▶ [Consigne 1] Comptez les lignes des enregistrements où figure la chaîne « garage ». Indiquez seulement ce nombre.

▶ [Texte source]
# # #

Le Premier ministre, le président de la Chambre et le ministre des Affaires étrangères étant en dehors du pays, il y a peu de chances que le dossier de la formation du gouvernement connaisse des développements importants au cours des prochains jours. Il reste toutefois à préciser si l’absence des principaux concernés est la cause de cette stagnation ou bien si elle en est le résultat...
En effet, de plus en plus de milieux politiques laissent entendre que la vraie cause de la pause dans la formation du gouvernement est l’attente des développements régionaux. Il y a bien sûr le sommet entre le président russe Vladimir Poutine et son homologue américain Donald Trump prévu le 16 juillet à Helsinki. Mais ce sont surtout les développements régionaux qui sont scrutés par les parties politiques locales, notamment les remous en Iran, qui, selon les milieux libanais proches des Américains et des Saoudiens, seraient le prélude à un renversement du régime islamique, qui aurait forcément un impact sur les rapports des forces internes, notamment sur la puissance présumée du Hezbollah.

# # #

(Éléments de données)
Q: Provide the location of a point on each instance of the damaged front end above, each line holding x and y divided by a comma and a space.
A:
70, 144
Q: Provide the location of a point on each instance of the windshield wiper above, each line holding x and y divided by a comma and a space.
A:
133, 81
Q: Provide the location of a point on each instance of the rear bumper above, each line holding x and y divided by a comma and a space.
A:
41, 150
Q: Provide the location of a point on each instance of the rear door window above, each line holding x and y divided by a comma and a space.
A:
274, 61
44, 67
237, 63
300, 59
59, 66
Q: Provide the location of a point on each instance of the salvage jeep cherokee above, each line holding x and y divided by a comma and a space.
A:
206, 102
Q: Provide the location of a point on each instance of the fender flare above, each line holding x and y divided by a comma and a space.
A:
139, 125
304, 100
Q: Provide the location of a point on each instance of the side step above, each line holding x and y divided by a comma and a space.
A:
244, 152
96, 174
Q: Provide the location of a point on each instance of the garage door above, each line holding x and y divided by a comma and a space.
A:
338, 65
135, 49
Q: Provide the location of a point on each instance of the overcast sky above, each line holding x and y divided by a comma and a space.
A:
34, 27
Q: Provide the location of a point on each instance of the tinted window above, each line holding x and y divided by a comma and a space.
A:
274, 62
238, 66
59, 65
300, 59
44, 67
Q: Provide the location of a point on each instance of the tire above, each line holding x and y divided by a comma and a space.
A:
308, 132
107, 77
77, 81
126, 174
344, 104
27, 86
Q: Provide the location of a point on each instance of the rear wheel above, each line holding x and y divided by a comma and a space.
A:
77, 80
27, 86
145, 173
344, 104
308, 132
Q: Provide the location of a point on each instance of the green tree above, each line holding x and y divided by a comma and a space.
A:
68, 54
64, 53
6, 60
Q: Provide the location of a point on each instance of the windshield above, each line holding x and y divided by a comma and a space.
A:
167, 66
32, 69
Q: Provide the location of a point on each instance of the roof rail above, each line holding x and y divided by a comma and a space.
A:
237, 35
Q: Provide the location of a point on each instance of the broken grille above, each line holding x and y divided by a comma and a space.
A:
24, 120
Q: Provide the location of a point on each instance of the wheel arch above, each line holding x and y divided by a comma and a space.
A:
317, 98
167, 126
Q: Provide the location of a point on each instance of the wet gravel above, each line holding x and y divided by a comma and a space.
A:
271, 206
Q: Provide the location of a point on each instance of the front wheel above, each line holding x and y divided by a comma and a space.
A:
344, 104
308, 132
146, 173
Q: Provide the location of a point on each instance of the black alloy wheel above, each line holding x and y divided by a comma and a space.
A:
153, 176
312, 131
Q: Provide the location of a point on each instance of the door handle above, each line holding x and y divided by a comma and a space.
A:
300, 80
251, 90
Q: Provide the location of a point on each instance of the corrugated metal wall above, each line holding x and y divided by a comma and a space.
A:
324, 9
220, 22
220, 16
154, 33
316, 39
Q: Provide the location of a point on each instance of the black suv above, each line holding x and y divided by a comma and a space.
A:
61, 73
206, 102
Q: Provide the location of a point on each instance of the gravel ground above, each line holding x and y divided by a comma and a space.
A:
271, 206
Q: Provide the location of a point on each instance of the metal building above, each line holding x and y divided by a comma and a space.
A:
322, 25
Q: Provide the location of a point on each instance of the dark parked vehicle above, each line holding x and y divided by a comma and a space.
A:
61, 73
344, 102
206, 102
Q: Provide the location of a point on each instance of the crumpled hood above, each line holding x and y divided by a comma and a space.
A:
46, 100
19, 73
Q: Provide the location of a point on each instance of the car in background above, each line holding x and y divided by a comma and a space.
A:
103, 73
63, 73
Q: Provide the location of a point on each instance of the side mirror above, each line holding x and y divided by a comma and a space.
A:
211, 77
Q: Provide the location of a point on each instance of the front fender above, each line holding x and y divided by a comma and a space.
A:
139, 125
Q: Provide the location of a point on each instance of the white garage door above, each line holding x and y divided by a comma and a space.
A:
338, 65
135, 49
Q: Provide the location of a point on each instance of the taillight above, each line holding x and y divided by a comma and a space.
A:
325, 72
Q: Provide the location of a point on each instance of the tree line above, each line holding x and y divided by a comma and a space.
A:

# # #

▶ [Consigne 2] Dans le texte sur la formation du gouvernement, relevez tous les responsables présentés comme se trouvant en dehors du pays.

▶ [Corrigé 1] 2

▶ [Corrigé 2]
- le Premier ministre
- le président de la Chambre
- le ministre des Affaires étrangères